Indywidualne porady prawne
Autor: Joanna Korzeniewska
Mój pracownik dostał wypowiedzenie z okresem 30-dniowym. Natomiast nie chcę, aby przychodził do pracy już od poniedziałku. Oczywiście zapłacę za jego okres wypowiedzenia. Czy i jak muszę mu powiedzieć, aby już nie przychodził do pracy? Chodzi mi o zwolnienie z przychodzenia do pracy podczas wypowiedzenia.
Wiem, że czasem pracownicy potrafią przysporzyć problemów i zwalnianie ich należy do rzeczy nieprzyjemnych, acz potrzebnych W niektórych sytuacjach rzeczywiście lepiej jest, żeby zakończyć współpracę jak najszybciej.
I w Pani sytuacji jak najbardziej da się to przeprowadzić. Nie ma żadnych przeszkód ku temu, aby zwolniła Pani pracownika z obowiązku świadczenia pracy. Jest to bardzo proste. Mianowicie na podstawie art. 362 Kodeksu pracy w związku z wypowiedzeniem umowy o pracę pracodawca może zwolnić pracownika z obowiązku świadczenia pracy do upływu okresu wypowiedzenia. Pracownik zachowuje za ten okres prawo do wynagrodzenia.
Nie ma potrzeby ani obowiązku, żeby realizować to prawo jedynie w chwili wręczenia wypowiedzenia umowy o pracę, gdyż można to zrobić również później. Jeśli więc wypowiedzenie zostało już złożone, może to Pani zrobić od poniedziałku do zakończenia okresu wypowiedzenia. Forma ustna jednakże nie będzie wystarczająca, dlatego też powinna Pani złożyć oświadczenie w formie pisemnej. Nie jest ono specjalnie skomplikowane, wystarczy dosłownie jedno zdanie w rodzaju „w związku z wypowiedzeniem umowy o pracę z dnia … na podstawie art. 36 § 1 Kodeksu pracy zwalniam XY z obowiązku świadczenia pracy w okresie od A do B.
☆ ☆ ☆ ☆
### Zadanie do wykonania 1
Policz wiersze rekordów, w których występuje ciąg „door”, z uwzględnieniem wielkości liter. Podaj wyłącznie liczbę.
Rekordy nie mają żadnego związku z poradą.

### Wyodrębniony materiał
☆ ☆ ☆ ☆
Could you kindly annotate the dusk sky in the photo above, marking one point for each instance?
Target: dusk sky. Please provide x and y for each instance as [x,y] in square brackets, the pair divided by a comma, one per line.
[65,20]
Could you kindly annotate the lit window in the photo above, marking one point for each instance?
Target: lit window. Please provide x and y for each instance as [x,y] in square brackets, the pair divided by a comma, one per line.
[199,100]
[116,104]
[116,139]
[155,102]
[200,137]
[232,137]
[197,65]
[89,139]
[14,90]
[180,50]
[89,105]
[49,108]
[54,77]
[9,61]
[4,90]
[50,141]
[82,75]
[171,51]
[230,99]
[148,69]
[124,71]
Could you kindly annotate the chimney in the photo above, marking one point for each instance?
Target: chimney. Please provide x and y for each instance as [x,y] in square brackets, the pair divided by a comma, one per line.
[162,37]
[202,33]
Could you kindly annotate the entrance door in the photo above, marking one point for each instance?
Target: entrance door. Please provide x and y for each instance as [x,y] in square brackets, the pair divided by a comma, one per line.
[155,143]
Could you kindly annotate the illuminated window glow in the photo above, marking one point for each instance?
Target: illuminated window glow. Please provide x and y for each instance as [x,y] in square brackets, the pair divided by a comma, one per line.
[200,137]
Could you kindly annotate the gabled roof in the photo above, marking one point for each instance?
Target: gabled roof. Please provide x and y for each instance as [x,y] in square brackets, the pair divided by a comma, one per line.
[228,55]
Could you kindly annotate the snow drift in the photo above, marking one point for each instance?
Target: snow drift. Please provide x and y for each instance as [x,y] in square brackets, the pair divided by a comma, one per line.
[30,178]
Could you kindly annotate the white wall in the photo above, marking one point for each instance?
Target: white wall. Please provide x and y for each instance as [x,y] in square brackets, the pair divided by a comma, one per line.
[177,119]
☆ ☆ ☆ ☆
### Zadanie do wykonania 2
Wymień wszystkie oznaczenia literowe, które w przykładowym oświadczeniu z porady zastępują dane do uzupełnienia.

### Odpowiedź pisemna 1
2

### Odpowiedź pisemna 2
XY, A, B